Stored data:
• • •
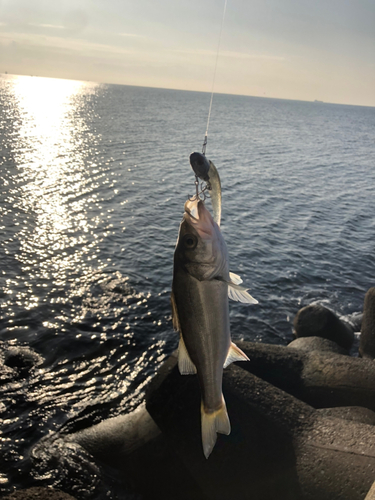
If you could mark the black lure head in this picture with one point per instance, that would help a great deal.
(200, 165)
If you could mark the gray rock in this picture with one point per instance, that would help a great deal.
(367, 339)
(38, 493)
(317, 344)
(279, 446)
(371, 494)
(356, 413)
(134, 445)
(318, 321)
(21, 359)
(321, 379)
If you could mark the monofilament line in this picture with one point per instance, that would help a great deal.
(213, 80)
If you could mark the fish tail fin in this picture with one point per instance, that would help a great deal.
(213, 422)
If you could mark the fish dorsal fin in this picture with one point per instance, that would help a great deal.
(185, 364)
(239, 294)
(175, 319)
(235, 354)
(235, 278)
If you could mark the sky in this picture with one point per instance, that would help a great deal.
(290, 49)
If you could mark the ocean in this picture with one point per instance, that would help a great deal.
(93, 183)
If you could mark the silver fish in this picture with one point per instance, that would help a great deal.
(201, 286)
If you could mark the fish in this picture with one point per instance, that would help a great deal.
(201, 287)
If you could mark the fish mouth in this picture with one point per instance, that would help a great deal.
(198, 217)
(191, 208)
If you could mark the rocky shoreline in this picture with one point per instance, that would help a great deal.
(302, 418)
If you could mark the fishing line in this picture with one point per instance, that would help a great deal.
(213, 80)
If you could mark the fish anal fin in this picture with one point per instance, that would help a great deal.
(237, 280)
(185, 364)
(240, 294)
(213, 422)
(235, 354)
(175, 318)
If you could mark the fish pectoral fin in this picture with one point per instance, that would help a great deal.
(175, 318)
(235, 354)
(237, 280)
(239, 294)
(185, 364)
(213, 422)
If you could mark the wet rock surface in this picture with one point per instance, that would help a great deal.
(38, 493)
(317, 321)
(302, 418)
(17, 362)
(367, 339)
(317, 344)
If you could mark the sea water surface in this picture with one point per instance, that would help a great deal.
(93, 182)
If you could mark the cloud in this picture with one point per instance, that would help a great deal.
(53, 26)
(232, 54)
(130, 35)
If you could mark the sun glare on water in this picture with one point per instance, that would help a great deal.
(51, 148)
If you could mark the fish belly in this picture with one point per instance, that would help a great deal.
(204, 321)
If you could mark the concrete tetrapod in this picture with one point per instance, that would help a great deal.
(316, 320)
(367, 339)
(279, 446)
(134, 445)
(322, 379)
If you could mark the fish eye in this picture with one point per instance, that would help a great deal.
(190, 241)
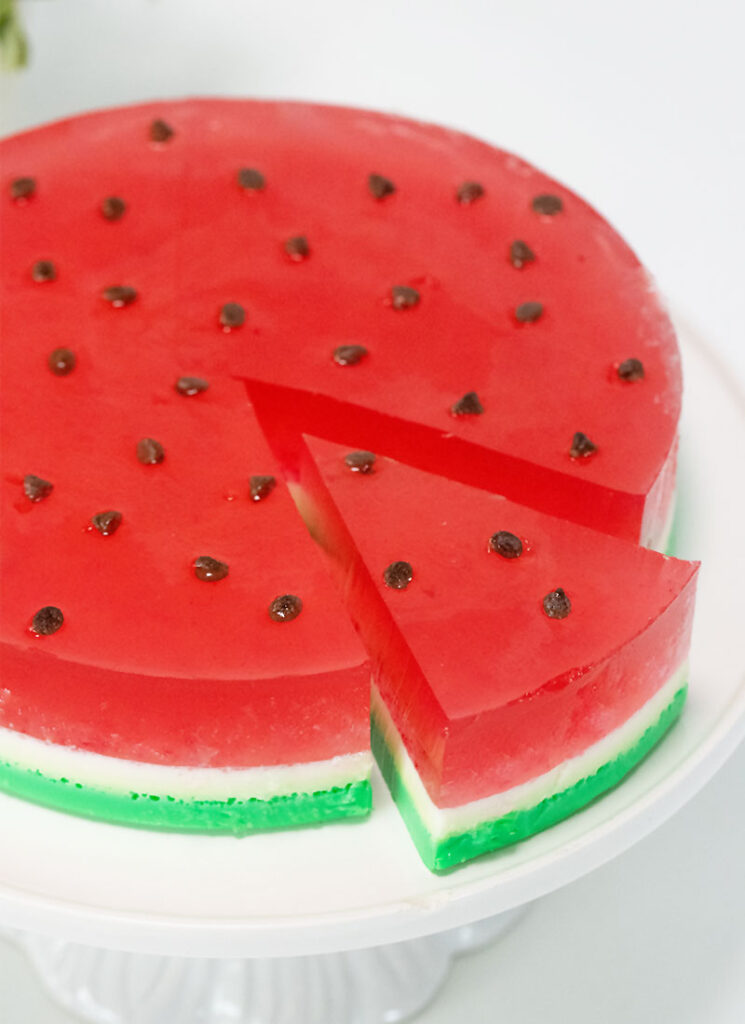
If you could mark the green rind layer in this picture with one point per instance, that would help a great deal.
(448, 852)
(141, 810)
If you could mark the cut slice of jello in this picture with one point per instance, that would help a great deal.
(173, 651)
(523, 665)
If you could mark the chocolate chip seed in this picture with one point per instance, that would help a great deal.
(520, 254)
(398, 576)
(251, 179)
(581, 446)
(36, 488)
(47, 621)
(44, 269)
(61, 361)
(349, 355)
(297, 248)
(470, 404)
(285, 608)
(380, 186)
(403, 297)
(232, 314)
(529, 312)
(161, 131)
(113, 208)
(506, 544)
(261, 487)
(23, 187)
(360, 462)
(190, 385)
(120, 295)
(469, 192)
(149, 453)
(546, 205)
(106, 522)
(210, 569)
(557, 604)
(630, 370)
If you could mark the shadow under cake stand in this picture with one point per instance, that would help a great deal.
(343, 925)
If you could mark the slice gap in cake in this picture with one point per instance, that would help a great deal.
(645, 517)
(522, 665)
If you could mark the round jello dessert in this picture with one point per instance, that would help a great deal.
(294, 396)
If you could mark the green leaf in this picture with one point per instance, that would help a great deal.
(13, 44)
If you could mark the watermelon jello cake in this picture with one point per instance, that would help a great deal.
(188, 289)
(522, 664)
(173, 651)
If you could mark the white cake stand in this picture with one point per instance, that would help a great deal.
(343, 925)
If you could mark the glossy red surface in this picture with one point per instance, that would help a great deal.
(150, 663)
(486, 689)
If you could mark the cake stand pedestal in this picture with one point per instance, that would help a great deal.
(363, 986)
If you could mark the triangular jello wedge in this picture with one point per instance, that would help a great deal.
(523, 665)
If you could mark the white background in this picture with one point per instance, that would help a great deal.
(641, 108)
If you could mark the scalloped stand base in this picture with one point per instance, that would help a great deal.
(380, 985)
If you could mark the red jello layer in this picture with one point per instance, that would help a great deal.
(485, 688)
(151, 663)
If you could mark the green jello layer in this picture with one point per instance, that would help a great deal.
(441, 854)
(237, 817)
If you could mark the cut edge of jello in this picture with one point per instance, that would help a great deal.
(446, 838)
(183, 799)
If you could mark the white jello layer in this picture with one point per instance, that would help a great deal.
(445, 821)
(121, 775)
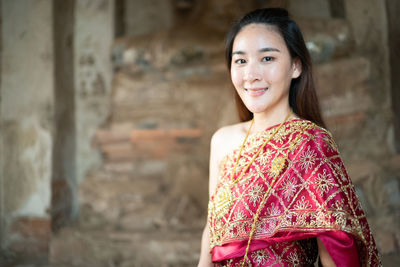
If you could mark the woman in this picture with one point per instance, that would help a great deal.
(279, 193)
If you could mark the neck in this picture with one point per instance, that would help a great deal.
(265, 120)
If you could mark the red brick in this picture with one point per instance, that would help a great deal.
(111, 136)
(34, 234)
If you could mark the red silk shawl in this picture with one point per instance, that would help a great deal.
(312, 194)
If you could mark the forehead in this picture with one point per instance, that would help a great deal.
(258, 36)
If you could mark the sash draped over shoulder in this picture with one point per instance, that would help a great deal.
(312, 196)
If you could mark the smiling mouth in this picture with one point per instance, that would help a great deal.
(256, 91)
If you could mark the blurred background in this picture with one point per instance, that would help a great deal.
(107, 108)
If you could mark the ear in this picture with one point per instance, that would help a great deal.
(296, 66)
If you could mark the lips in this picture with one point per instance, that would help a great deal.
(256, 91)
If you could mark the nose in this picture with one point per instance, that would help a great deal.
(252, 73)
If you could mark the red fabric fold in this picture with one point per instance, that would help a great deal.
(341, 248)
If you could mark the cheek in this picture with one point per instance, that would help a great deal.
(277, 73)
(236, 77)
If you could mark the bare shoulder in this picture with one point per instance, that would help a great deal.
(227, 139)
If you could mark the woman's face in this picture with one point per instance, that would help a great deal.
(262, 68)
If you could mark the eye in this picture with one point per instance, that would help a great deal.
(266, 59)
(240, 61)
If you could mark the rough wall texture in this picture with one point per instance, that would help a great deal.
(393, 7)
(146, 204)
(26, 123)
(171, 91)
(64, 201)
(92, 71)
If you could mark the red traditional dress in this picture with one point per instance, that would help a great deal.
(300, 189)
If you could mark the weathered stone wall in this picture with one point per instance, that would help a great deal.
(26, 125)
(147, 192)
(93, 37)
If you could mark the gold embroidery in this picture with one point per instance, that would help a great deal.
(295, 195)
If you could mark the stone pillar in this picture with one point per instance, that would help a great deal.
(393, 7)
(26, 125)
(64, 203)
(94, 34)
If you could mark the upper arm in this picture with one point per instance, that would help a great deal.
(214, 162)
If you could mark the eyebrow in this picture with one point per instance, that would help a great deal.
(266, 49)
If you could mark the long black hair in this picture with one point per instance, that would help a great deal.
(302, 96)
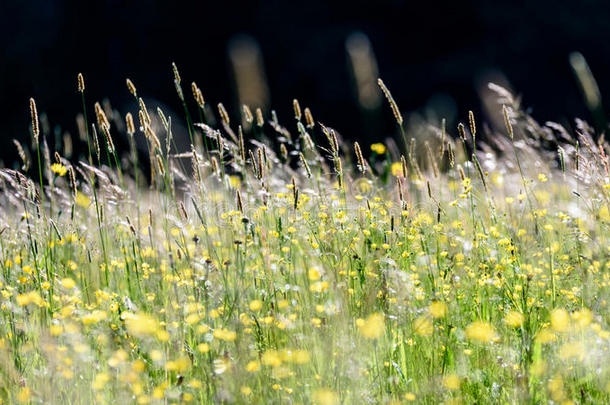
• • •
• _Challenge_:
Return all of the data above word for word, leaving out the pictures.

• _The reply_:
If you could mark the black lure head in this picture with one point per instance, that would help a great deal.
(200, 165)
If you could mark the gray rock in this picture with one point per instance, that would help a great deal.
(367, 339)
(38, 493)
(317, 344)
(279, 446)
(371, 494)
(356, 413)
(134, 445)
(318, 321)
(21, 359)
(321, 379)
If you could mark the monofilament line in this picture with one point per instance, that would help a great deal.
(213, 80)
If you could mark the fish tail fin in this picture with one point per instance, that would help a great deal.
(213, 422)
If you could mark the fish dorsal fin in this picture with one point per instance, that would help a great deal.
(185, 364)
(239, 294)
(175, 319)
(235, 354)
(235, 278)
If you could mark the sky in this picture with one point per instance, that would help a great deal.
(290, 49)
If you could mark the ocean in this picture with one point per instance, that would help a great deal.
(93, 183)
If you could mark the silver fish in this picture with one point per instance, that would help a great deal.
(201, 286)
If you could mark the fish in this picture with one point per instance, that would help a great deal.
(201, 287)
If you could mark the fish mouth in this picture with one point per instance, that would help a great deal.
(198, 217)
(191, 208)
If you could mark the rocky shoreline in this picture with one point per instance, that would help a great deal.
(302, 418)
If you could mark the fishing line in this picture with one point per instance, that would help a great deal.
(213, 80)
If you could mark the fish anal fin in this picture with one point per instance, that would help a great deal.
(237, 280)
(185, 364)
(240, 294)
(213, 422)
(235, 354)
(175, 318)
If you could mark the fish pectoral fin in this picture with one point per instance, that would help a great deal.
(175, 318)
(235, 354)
(237, 280)
(239, 294)
(185, 364)
(213, 422)
If you could mark the wet rock surface in this picture with one point per instance, that would help a great deal.
(38, 493)
(317, 321)
(302, 418)
(17, 362)
(367, 339)
(317, 344)
If you could mark the sea water surface in this picture with one point per instance, that would help a great deal.
(93, 182)
If you could mark the cloud in this picture with one point per instance, that would help a great deal.
(53, 26)
(232, 54)
(130, 35)
If you could mark the sun glare on water in this picture with one point per instance, that would help a great deal.
(51, 148)
If you could mark the fish belly in this picture with one point per instance, that would help a great deal.
(204, 321)
If you could mark the concrete tetrapod in this picture with one point per instance, that would help a great deal.
(316, 320)
(367, 339)
(279, 446)
(134, 445)
(322, 379)
If you could mark the fish eye in this picture with one point per instance, that would help a great deal.
(190, 241)
If you could mark the green rind layer in this picture with one point per instance, that would help a great deal.
(448, 852)
(141, 810)
If you could mark the cut slice of jello in this picture with one point per instance, that would help a great deal.
(173, 651)
(523, 665)
If you could mark the chocolate chip seed in this picture with one point per instance, that would help a great deal.
(520, 254)
(398, 576)
(251, 179)
(581, 446)
(36, 488)
(47, 621)
(44, 269)
(61, 361)
(349, 355)
(297, 248)
(470, 404)
(285, 608)
(380, 186)
(403, 297)
(232, 314)
(529, 312)
(161, 131)
(113, 208)
(506, 544)
(261, 487)
(23, 187)
(360, 462)
(190, 385)
(120, 295)
(469, 192)
(149, 453)
(546, 205)
(106, 522)
(210, 569)
(557, 604)
(630, 370)
If you could mark the shadow under cake stand in this picture with one point per instance, that would help a great deal.
(343, 925)
If you could mark the slice gap in cake in this picture with one point per instance, that would help a great deal.
(645, 517)
(522, 665)
If you could mark the round jello dessert in this picture with one point per instance, that would help a great deal.
(294, 396)
If you could mark the green leaf in this picture with one point per instance, that would help a great deal.
(13, 44)
If you could mark the watermelon jello cake in this picture with one point per instance, that would help a great deal.
(188, 289)
(522, 664)
(173, 651)
If you could mark the white cake stand in this picture with one point per instance, that would help a great deal.
(343, 925)
If you could mark the glossy red surface in this picture with one point per instance, that would help a great deal.
(150, 663)
(486, 689)
If you could mark the cake stand pedestal in this picture with one point per instance, that would help a great deal.
(363, 986)
If you could mark the triangular jello wedge in this picture with one point per instance, that would help a great deal.
(523, 665)
If you could mark the white background in this picture with one point per instance, that would help a great deal.
(641, 108)
If you could mark the scalloped stand base in this picture with one point per instance, that would help a great deal.
(380, 985)
If you could mark the red jello layer in this picture with one point per instance, that would help a great deal.
(485, 688)
(151, 663)
If you could mark the green jello layer in this picture with one point per instance, that would help a great deal.
(441, 854)
(237, 817)
If you could mark the cut edge of jello in this picture with one point per instance, that would help a great deal.
(446, 838)
(183, 799)
If you could mark the white jello layer in this picture with one point per instance, that would help a great deal.
(445, 821)
(121, 775)
If you could mark the woman in this picture with one point per instance, that would help a great deal.
(279, 193)
If you could mark the neck in this picture with one point per instance, that would help a great deal.
(265, 120)
If you could mark the red brick in this picture with one point per instance, that would help a great deal.
(111, 136)
(34, 234)
If you could mark the red silk shawl in this picture with one point per instance, that would help a great deal.
(312, 194)
If you could mark the forehead in this picture with one point per instance, that would help a great deal.
(258, 36)
If you could mark the sash draped over shoulder in this picture with one point per instance, that would help a great deal.
(312, 196)
If you could mark the smiling mouth in this picture with one point per instance, that would help a great deal.
(256, 91)
If you could mark the blurred background in this picture with one point per instance, that would help a great deal.
(107, 108)
If you could mark the ear in this picture with one point per instance, that would help a great deal.
(296, 66)
If you could mark the lips in this picture with one point per instance, that would help a great deal.
(256, 91)
If you could mark the nose in this picture with one point per instance, that would help a great deal.
(252, 73)
If you could mark the red fabric fold in this picture with one point per instance, that would help a great deal.
(341, 248)
If you could mark the cheek in this picture with one point per instance, that would help a great deal.
(277, 73)
(236, 77)
If you could mark the bare shoulder in this picture with one point per instance, that would help a great deal.
(227, 139)
If you could mark the woman's face in this picture with one point per instance, that would help a great deal.
(262, 68)
If you could mark the eye in this picture with one point per instance, that would help a great deal.
(266, 59)
(240, 61)
If you could mark the rough wall texture in this picture with one point per instance, that would help a great deal.
(393, 7)
(146, 204)
(26, 123)
(171, 91)
(64, 201)
(92, 71)
If you could mark the red traditional dress in this picture with one point per instance, that would help a great deal.
(300, 189)
If you could mark the weathered stone wall in this picture with one point per instance, that would help a great deal.
(26, 125)
(147, 192)
(93, 37)
If you could mark the gold embroidery in this picture with one point per instance, that would help a great deal.
(295, 195)
If you could mark the stone pillar in this picture with one point per instance, that would help a great deal.
(393, 7)
(26, 125)
(64, 203)
(94, 34)
If you could mark the upper arm in this picture with one point per instance, that would help a great deal.
(214, 162)
If you could mark the eyebrow in this picture with one point per instance, that would help a great deal.
(266, 49)
If you could mark the long black hair in this picture with one point per instance, that would help a great deal.
(302, 96)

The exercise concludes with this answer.